--- Data listing ---
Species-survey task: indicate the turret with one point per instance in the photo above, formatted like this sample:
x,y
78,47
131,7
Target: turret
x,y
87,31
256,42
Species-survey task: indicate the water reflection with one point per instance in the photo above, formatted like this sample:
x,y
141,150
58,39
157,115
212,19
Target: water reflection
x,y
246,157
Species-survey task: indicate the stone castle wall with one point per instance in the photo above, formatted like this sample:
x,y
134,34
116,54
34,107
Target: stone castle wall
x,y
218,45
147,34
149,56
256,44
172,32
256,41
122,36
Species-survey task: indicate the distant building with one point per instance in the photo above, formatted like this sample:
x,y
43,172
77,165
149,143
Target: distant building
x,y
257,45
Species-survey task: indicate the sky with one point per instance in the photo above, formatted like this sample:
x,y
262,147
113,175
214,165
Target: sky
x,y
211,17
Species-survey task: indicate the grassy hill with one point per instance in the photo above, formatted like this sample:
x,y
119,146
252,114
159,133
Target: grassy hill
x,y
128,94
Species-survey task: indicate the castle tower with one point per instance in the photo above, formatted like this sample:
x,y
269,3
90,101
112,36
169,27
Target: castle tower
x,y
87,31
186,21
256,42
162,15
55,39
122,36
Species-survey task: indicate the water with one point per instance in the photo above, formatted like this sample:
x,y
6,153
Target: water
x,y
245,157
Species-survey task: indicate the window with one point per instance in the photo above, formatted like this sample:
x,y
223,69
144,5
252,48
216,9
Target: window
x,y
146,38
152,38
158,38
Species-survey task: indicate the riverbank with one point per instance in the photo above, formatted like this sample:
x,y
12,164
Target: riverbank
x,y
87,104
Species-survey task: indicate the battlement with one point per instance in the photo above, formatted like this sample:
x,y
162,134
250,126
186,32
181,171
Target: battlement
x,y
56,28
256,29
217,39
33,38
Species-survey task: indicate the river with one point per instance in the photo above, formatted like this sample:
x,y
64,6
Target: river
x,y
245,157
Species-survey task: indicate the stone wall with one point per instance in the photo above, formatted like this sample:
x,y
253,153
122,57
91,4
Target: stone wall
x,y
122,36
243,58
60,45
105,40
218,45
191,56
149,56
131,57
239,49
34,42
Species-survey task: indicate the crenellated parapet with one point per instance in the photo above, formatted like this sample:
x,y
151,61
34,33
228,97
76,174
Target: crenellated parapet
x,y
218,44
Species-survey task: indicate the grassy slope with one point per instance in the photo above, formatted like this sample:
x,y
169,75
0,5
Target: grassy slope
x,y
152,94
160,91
---
Each line of the data is to be retyped exactly as shown.

● Written response
Species-survey task: indicate the turret with one point per instance in the photo above, formatted like this sample:
x,y
78,47
131,7
Target: turret
x,y
87,31
256,42
Species-survey task: indicate the water reflection with one point per instance in the photo above, formatted like this sample:
x,y
141,150
58,39
157,115
212,19
Target: water reflection
x,y
246,157
Species-survey task: indicate the stone castle wall with one point per instance in the photo above, formatted like this sample:
x,y
134,34
116,54
34,107
Target: stone castle wall
x,y
218,45
147,34
149,56
256,44
172,32
256,41
122,36
Species-survey task: indicate the distant building with one point per instance in the photo above, formatted like this sample:
x,y
43,172
77,165
149,143
Target: distant building
x,y
257,45
Species-survey task: indicate the sky with one point per instance in the photo above, formatted like this sample:
x,y
262,147
113,175
214,165
Target: sky
x,y
211,17
Species-survey task: indicate the grassy hill with one point per instance in the photo above, formatted like this sample:
x,y
119,146
252,114
159,133
Target: grassy hill
x,y
128,94
Species-survey task: indicate the castle tower with one point per instance in the photo above, formatted like this sample:
x,y
269,3
90,101
112,36
169,27
Target: castle tower
x,y
87,31
186,21
256,42
162,15
55,39
122,36
Species-survey task: indicate the water with one point per instance in the photo above, formatted like this sample:
x,y
6,153
Target: water
x,y
245,157
Species-survey task: indicate the window with one point per instance in the photo above, formatted like this sample:
x,y
223,69
144,5
252,48
216,9
Target: window
x,y
146,38
152,38
158,38
Species-survey task: indicate the riverbank with one point per instance in the photo above, formatted like this sample:
x,y
12,164
Target: riverbank
x,y
87,104
Species-survey task: indicate the battlement with one point per instance in the photo above, formatted like this sample:
x,y
162,134
250,126
186,32
181,171
Target: battlement
x,y
56,28
256,29
217,39
33,38
Species-survey task: indicate the river with one point per instance in the photo above, formatted like this sample:
x,y
64,6
Target: river
x,y
245,157
Species-survey task: indicate the stone wall with one point per instance in the photo above, formatted like this sample:
x,y
253,153
122,57
91,4
Target: stone wall
x,y
122,36
243,58
60,45
105,40
218,45
191,56
149,56
131,57
239,49
34,42
Species-survey task: indicate the crenellated parapet with one point per instance in the photo above, formatted like this sample:
x,y
151,61
34,33
228,97
76,174
Target: crenellated parapet
x,y
218,44
Species-survey task: indicate the grassy slope with one point per instance in the photo above, formatted like this sample:
x,y
169,75
0,5
Target: grassy slope
x,y
152,94
160,91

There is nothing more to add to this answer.